Aufgabenstellung:
1: Beantworte die folgenden Fragen zum Text über Gemmayzeh und Mar Mikhael:
(a) In welchem Teil der Stadt liegen Gemmayzeh und Mar Mikhael?
(b) Was ist auf der Flagge der Lebanese Forces zu sehen?
(c) Seit wann wenden sich die Lebanese Forces immer wieder gegen die Hisbollah?
2: Schreib aus dem Text über Gemmayzeh und Mar Mikhael alles ab, von „Sie liegen ganz“ bis hinunter zu „nun Hunderte Menschen.“.

Textabschnitt:

_ _ _ _

Zu diesen vermeintlich sicheren Gegenden gehören Gemmayzeh und Mar Mikhael.
Sie liegen ganz im Nordosten der Stadt. Gemmayzeh ist normalerweise ein
Restaurant-, Mar Mikhael ein Partyviertel, Bars, Lokale und
24-Stunden-Shops drängen sich aneinander. Sonst ist es hier laut bis spät
in die Nacht. Nun scheinen die Orte fast wie ausgestorben. Auch viele
Ausländer, die hier sonst essen und feiern, haben den Libanon verlassen.
Die Hotels und Ferienwohnungen sind trotzdem belegt. Die aus dem Süden
Geflohenen, die es sich leisten können, haben sich hier eingemietet. In der
Lobby eines kleinen Boutiquehotels erzählt ein junger Mann, er teile sich
mit seiner Familie dort ein kleines Studio, immerhin gebe es einen
Kühlschrank. Ein anderer trägt eine Matratze ins Gebäude. Statt zwei
Personen pro Doppelzimmer beherbergt das Hotel nun Hunderte Menschen.
Auch im Norden hängen Fahnen an den Strommasten, sie zeigen eine Zeder in
einem roten Kreis: die Flagge der Lebanese Forces, einer christlich
geprägten Partei und ehemaligen Miliz. Sie ist einer der Widersacher der
Hisbollah im Libanon. Ihr Parteiführer bezichtigt die Hisbollah, „den
Libanesen die Entscheidung über Krieg und Frieden zu nehmen, als seien wir
kein Staat“. Schon seit Beginn dieser Runde des Kriegs am 8. Oktober 2023
sprechen sich die Lebanese Forces immer wieder gegen die Hisbollah aus.

_ _ _ _

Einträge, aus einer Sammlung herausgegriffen
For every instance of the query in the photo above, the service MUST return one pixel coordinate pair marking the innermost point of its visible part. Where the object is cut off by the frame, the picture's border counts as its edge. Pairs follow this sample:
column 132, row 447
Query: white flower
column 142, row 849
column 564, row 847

_ _ _ _

Antworten je Aufgabe:
1:
(a) Ganz im Nordosten der Stadt.
(b) Eine Zeder in einem roten Kreis.
(c) Seit Beginn dieser Runde des Kriegs am 8. Oktober 2023.

2:
Sie liegen ganz im Nordosten der Stadt. Gemmayzeh ist normalerweise ein
Restaurant-, Mar Mikhael ein Partyviertel, Bars, Lokale und
24-Stunden-Shops drängen sich aneinander. Sonst ist es hier laut bis spät
in die Nacht. Nun scheinen die Orte fast wie ausgestorben. Auch viele
Ausländer, die hier sonst essen und feiern, haben den Libanon verlassen.
Die Hotels und Ferienwohnungen sind trotzdem belegt. Die aus dem Süden
Geflohenen, die es sich leisten können, haben sich hier eingemietet. In der
Lobby eines kleinen Boutiquehotels erzählt ein junger Mann, er teile sich
mit seiner Familie dort ein kleines Studio, immerhin gebe es einen
Kühlschrank. Ein anderer trägt eine Matratze ins Gebäude. Statt zwei
Personen pro Doppelzimmer beherbergt das Hotel nun Hunderte Menschen.